*GIVEN RECORDS:*
-- Start --
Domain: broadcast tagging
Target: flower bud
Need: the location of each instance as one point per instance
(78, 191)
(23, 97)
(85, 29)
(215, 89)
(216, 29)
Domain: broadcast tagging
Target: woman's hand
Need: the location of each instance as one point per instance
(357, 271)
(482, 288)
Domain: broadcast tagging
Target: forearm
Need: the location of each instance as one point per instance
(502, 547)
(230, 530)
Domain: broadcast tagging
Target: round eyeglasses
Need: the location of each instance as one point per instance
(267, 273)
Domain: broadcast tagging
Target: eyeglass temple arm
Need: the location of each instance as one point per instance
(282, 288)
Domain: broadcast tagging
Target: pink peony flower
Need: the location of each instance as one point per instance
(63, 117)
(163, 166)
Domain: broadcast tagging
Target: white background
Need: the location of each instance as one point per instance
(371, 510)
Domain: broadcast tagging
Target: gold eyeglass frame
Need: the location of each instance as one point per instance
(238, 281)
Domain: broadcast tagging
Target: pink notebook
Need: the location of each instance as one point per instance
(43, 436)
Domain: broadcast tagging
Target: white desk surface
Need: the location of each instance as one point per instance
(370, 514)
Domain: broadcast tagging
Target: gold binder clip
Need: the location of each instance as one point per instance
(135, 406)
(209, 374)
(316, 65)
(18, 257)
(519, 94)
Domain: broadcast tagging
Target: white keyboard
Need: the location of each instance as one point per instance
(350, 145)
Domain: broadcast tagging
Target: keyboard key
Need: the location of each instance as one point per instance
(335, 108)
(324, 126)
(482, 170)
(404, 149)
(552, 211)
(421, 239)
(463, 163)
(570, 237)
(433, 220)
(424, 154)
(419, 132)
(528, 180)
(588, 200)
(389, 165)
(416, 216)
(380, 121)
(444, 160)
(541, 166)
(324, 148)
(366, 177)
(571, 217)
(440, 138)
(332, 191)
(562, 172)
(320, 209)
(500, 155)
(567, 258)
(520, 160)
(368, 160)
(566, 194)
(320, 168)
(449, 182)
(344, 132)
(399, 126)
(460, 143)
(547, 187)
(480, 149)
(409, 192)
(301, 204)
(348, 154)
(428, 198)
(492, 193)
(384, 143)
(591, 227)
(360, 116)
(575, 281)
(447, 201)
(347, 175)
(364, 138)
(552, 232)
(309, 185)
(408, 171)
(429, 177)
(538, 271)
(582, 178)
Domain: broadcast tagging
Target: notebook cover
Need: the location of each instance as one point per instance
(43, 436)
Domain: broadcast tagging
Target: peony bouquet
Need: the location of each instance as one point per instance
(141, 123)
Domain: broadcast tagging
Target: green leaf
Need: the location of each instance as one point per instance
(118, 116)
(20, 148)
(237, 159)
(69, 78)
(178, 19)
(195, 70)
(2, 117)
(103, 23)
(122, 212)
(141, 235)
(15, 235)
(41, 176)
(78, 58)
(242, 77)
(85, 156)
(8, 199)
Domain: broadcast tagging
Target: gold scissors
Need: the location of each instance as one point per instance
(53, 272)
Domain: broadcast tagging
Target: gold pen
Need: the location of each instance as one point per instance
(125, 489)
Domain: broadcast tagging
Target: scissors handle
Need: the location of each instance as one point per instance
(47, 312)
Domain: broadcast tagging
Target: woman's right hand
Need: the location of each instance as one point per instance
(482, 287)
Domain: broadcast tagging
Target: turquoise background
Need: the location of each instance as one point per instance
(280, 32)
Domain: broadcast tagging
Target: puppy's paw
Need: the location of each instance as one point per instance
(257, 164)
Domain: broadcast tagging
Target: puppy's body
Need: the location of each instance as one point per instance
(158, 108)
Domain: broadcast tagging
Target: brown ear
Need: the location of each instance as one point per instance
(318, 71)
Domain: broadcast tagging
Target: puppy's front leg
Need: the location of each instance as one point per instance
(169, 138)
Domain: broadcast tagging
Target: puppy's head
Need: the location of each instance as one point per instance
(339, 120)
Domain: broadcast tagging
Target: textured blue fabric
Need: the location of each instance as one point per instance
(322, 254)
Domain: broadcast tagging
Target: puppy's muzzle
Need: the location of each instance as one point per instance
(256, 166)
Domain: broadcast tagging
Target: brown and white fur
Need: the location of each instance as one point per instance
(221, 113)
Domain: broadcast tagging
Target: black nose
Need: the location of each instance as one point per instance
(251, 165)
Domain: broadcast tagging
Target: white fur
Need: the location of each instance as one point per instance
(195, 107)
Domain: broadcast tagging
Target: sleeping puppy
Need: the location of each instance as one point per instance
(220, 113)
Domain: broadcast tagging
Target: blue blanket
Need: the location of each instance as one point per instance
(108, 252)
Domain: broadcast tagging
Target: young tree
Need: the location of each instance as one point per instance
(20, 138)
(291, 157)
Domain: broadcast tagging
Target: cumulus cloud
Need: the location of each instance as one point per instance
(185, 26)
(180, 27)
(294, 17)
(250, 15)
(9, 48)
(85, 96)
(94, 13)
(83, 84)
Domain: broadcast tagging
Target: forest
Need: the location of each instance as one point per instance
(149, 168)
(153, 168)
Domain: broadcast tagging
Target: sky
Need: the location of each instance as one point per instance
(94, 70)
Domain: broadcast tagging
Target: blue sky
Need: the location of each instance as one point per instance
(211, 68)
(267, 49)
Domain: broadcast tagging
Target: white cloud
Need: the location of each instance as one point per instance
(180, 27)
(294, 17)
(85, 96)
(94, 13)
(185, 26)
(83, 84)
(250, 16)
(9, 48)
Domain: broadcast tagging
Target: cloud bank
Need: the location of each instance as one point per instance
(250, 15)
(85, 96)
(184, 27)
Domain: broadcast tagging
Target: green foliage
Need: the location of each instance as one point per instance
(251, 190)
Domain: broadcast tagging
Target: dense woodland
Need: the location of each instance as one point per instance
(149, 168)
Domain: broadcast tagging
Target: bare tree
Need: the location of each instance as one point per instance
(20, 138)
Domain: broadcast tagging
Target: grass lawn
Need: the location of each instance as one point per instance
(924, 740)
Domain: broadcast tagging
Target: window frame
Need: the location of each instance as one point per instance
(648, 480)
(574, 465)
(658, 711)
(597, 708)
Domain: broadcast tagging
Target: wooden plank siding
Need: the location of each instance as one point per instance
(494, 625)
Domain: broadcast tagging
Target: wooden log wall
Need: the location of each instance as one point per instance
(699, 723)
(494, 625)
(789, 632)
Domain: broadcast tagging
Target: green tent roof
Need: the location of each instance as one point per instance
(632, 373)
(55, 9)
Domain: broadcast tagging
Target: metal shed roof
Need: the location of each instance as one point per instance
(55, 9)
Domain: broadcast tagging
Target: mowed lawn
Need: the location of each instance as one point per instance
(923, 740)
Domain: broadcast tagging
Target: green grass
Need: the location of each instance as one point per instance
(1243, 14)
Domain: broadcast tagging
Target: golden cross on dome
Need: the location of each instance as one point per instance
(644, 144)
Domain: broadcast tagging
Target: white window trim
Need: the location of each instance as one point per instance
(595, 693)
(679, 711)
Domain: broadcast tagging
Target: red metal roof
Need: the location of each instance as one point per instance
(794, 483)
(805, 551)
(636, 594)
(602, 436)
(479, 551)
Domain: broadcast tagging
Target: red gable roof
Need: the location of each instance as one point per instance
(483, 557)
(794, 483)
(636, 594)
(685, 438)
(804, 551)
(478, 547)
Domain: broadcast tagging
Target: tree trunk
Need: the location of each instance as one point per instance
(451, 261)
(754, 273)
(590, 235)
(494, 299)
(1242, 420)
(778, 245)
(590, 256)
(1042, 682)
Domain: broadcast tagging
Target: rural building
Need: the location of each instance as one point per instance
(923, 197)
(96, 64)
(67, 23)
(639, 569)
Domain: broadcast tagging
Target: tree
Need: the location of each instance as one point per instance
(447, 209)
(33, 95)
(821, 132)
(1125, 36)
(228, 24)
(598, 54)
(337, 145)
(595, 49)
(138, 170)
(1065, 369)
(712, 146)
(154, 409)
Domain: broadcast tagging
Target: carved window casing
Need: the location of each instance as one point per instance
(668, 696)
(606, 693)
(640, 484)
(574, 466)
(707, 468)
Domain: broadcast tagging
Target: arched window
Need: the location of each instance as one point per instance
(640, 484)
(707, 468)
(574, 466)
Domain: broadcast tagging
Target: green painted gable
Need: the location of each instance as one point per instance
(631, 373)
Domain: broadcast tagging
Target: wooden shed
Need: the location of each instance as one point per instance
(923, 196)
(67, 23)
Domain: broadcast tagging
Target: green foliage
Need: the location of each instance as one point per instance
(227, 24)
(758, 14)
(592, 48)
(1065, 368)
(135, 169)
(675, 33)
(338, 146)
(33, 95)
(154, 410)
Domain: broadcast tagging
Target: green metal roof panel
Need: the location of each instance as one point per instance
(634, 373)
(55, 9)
-- End --
Show every line of the entries above that contains the string "cloud". Case counts.

*EXERCISE RESPONSE:*
Target: cumulus cloud
Target: white cloud
Target: cloud bank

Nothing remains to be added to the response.